(Objective 1): Quote the forum post on projections below word for word, everything from "Showing that projections" down to "is not closed.".

## begin Passage to read

Showing that projections $\mathbb{R}^2 \to \mathbb{R}$ are not closed

general-topology

Consider $\mathbb{R}^2$ as $\mathbb{R} \times \mathbb{R}$ with the product topology. I am simply trying to show that the two projections $p_1$ and $p_2$ onto the first and second factor space respectively are not closed mappings. It seems like this should be easy, but I have not been able to come up with a closed set in $\mathbb{R}^2$ whose projection onto one of the axes is not closed.

I don't really have any work to show...I've really just tried the obvious things like closed rectangles and unions of such, the complement of an open rectangle or union of open rectangles, horizontal and vertical lines, unions of singletons, etc., and haven't come up with anything non-obvious, which I hope is where the answer lies. It's bothering me that I can't come up with an answer, and I'd appreciate some help. Thanks.

## end Passage to read
## begin Raw data

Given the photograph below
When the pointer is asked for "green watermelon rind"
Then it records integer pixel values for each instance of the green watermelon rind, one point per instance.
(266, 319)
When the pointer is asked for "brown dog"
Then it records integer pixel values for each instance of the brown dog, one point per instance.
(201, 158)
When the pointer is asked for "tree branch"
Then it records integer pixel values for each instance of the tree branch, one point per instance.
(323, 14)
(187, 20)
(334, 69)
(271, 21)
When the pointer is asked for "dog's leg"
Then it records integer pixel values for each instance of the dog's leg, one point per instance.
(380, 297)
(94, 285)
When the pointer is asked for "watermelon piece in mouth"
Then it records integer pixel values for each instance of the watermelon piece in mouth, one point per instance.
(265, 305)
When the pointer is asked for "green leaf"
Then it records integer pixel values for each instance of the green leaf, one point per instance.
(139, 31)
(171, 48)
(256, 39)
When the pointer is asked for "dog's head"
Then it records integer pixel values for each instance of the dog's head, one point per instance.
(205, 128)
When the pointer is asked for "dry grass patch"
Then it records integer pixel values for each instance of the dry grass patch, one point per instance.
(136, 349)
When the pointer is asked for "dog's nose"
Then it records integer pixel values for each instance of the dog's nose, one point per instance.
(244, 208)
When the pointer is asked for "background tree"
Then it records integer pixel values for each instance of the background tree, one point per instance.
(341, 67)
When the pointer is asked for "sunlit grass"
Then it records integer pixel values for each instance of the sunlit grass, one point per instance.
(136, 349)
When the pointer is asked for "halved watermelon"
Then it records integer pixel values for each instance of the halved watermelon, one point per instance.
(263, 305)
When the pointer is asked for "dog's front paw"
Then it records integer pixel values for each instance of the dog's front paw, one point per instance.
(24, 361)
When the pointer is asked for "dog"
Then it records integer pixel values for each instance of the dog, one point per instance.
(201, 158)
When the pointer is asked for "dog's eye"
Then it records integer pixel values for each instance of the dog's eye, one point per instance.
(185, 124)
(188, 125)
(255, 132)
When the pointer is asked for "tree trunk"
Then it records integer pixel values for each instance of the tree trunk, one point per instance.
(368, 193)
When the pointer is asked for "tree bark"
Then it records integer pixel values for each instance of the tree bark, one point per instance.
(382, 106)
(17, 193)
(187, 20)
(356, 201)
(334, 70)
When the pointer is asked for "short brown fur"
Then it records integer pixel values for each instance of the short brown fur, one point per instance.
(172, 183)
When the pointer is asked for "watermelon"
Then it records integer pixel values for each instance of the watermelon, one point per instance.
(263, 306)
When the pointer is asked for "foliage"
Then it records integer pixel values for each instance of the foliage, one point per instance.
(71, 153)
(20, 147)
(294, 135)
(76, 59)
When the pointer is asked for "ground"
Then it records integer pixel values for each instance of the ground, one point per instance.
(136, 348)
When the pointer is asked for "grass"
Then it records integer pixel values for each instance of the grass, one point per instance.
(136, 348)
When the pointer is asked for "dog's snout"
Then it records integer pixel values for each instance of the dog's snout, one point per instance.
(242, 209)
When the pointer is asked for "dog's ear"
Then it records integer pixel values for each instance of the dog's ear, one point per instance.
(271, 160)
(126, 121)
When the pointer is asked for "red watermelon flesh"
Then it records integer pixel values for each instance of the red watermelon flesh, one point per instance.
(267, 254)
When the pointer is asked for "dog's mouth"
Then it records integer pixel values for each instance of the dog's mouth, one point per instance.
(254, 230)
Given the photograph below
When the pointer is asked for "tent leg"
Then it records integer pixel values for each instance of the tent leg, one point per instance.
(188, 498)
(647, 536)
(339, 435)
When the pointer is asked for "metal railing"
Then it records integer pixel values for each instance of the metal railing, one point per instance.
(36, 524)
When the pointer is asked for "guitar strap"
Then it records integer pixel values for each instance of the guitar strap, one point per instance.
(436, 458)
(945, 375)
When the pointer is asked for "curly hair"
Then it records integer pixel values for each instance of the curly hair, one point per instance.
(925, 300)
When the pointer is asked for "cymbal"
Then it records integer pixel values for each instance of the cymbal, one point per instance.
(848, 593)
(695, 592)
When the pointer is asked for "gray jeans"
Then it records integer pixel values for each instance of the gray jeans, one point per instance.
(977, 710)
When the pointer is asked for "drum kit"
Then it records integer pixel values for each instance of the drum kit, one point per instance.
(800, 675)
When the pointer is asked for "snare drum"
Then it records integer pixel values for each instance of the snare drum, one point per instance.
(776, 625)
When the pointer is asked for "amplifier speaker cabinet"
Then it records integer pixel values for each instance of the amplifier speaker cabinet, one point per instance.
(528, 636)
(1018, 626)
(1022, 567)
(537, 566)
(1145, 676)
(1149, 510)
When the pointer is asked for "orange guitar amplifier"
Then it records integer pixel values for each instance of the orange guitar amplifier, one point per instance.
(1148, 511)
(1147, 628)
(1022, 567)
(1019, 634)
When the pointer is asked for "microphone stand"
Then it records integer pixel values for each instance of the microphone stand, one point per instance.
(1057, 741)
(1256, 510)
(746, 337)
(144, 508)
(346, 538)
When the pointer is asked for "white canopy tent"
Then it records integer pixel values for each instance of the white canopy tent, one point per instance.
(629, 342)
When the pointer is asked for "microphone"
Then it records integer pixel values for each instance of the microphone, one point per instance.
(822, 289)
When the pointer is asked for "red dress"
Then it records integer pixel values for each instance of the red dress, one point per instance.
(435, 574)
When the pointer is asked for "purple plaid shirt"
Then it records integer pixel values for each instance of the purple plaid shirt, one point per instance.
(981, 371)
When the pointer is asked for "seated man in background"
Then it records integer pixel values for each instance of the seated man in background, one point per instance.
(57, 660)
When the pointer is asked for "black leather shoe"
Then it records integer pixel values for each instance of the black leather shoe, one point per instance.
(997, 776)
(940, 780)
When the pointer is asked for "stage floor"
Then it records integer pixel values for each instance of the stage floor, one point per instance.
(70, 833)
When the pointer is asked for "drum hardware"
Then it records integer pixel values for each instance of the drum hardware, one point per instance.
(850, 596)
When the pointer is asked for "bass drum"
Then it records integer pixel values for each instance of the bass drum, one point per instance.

## end Raw data

(Objective 2): Find every line of the listing above that contains the string "shirt", matching case exactly, and copy each one.

(Full response 1):
Showing that projections $\mathbb{R}^2 \to \mathbb{R}$ are not closed

general-topology

Consider $\mathbb{R}^2$ as $\mathbb{R} \times \mathbb{R}$ with the product topology. I am simply trying to show that the two projections $p_1$ and $p_2$ onto the first and second factor space respectively are not closed mappings. It seems like this should be easy, but I have not been able to come up with a closed set in $\mathbb{R}^2$ whose projection onto one of the axes is not closed.

(Full response 2):
When the pointer is asked for "purple plaid shirt"
Then it records integer pixel values for each instance of the purple plaid shirt, one point per instance.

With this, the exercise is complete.